--- Stated problem ---
List every line of the entries below that contains the string "target", matching case exactly.

--- Source data ---
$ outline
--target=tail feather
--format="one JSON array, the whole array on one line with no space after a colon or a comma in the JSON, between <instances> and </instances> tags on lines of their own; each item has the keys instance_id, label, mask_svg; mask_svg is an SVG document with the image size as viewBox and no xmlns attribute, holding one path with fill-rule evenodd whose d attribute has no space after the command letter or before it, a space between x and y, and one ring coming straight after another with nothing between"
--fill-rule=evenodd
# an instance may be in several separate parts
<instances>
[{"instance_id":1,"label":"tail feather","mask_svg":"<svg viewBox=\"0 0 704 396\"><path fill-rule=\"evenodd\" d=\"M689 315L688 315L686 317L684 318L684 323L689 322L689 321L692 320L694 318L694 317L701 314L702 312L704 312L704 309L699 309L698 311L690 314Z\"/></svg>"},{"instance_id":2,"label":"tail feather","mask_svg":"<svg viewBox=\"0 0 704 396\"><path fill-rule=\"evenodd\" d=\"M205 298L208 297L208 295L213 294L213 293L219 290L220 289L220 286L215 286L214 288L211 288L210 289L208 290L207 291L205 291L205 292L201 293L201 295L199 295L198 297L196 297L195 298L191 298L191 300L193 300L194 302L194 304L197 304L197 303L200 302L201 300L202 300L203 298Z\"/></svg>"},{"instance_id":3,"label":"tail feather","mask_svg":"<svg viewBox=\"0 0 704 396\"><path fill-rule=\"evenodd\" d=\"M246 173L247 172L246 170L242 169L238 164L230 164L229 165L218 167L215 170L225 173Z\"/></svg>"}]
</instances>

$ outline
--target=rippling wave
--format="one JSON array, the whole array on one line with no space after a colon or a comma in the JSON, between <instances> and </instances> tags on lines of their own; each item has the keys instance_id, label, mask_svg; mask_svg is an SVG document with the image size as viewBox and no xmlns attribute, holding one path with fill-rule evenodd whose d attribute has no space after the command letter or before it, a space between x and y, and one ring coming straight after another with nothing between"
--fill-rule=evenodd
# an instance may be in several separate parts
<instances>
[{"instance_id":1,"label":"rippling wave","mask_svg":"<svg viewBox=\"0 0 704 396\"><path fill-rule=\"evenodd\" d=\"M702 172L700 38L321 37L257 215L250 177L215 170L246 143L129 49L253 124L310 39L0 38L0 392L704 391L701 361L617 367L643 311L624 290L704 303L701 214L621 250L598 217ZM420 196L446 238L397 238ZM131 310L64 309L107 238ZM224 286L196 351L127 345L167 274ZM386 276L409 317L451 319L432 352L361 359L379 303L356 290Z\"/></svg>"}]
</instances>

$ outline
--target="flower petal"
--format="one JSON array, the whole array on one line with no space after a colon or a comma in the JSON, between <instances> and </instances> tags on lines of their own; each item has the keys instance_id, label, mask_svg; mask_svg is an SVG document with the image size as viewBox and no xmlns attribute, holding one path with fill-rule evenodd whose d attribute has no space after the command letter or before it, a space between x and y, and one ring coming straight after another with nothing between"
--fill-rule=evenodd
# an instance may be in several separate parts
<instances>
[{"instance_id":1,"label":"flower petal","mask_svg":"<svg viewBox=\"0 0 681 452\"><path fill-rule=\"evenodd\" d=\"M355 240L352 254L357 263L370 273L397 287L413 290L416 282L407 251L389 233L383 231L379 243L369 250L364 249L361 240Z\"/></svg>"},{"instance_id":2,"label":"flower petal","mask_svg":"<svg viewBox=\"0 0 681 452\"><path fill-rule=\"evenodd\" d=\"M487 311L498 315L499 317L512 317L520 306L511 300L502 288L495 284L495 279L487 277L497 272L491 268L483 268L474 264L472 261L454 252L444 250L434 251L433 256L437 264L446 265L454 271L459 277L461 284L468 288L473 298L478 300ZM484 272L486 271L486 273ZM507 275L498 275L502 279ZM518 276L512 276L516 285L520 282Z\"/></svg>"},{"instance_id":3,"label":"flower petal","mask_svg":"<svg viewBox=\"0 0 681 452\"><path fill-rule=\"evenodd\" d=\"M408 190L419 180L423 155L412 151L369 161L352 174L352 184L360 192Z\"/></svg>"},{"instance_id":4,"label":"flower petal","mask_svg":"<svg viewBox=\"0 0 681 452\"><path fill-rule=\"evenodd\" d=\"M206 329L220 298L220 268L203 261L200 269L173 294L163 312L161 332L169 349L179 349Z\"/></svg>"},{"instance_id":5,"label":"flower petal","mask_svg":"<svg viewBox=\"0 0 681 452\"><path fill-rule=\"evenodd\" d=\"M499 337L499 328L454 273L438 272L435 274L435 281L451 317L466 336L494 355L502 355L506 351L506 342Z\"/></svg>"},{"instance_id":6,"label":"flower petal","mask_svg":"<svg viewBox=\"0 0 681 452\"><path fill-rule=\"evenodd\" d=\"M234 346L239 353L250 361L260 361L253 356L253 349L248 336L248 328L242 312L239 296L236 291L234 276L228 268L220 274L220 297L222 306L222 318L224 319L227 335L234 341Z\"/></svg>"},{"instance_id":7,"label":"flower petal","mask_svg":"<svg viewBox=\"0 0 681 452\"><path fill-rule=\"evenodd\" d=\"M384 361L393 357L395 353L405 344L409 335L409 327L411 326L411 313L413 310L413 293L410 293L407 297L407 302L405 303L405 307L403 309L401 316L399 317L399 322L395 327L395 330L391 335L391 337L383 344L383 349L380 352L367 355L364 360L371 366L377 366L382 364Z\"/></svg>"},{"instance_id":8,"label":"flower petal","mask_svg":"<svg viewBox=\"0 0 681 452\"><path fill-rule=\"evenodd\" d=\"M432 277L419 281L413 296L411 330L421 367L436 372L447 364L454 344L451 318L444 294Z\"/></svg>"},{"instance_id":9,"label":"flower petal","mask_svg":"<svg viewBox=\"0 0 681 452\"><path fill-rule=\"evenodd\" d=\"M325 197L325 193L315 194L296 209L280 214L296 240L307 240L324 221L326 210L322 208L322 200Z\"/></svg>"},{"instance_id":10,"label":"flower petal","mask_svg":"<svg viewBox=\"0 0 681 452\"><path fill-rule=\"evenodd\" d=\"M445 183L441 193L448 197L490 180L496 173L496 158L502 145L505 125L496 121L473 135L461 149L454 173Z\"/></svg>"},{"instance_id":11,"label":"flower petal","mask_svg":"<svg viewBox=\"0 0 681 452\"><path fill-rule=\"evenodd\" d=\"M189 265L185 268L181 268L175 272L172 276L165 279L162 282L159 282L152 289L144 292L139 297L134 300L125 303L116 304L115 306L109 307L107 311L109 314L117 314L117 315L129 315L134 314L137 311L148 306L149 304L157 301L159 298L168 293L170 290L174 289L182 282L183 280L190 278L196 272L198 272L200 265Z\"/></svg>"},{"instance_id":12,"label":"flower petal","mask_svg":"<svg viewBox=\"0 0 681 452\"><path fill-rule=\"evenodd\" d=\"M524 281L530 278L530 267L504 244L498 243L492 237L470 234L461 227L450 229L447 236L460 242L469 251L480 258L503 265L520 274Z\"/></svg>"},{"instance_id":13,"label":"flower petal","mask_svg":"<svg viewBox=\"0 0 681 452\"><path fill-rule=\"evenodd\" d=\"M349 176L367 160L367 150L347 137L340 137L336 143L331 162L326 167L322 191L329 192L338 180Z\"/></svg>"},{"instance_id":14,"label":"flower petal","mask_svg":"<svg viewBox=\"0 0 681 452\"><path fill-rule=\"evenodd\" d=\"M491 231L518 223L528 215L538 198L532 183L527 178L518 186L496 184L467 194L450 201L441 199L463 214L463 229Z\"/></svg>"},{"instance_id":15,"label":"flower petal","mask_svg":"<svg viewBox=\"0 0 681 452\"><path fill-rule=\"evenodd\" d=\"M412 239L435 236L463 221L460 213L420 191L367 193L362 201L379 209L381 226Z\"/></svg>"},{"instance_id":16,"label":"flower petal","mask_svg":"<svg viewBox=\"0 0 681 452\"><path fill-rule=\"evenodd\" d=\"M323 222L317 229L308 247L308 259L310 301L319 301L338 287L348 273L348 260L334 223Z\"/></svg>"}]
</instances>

--- Expected answer ---
--target=tail feather
--target=rippling wave
--target="flower petal"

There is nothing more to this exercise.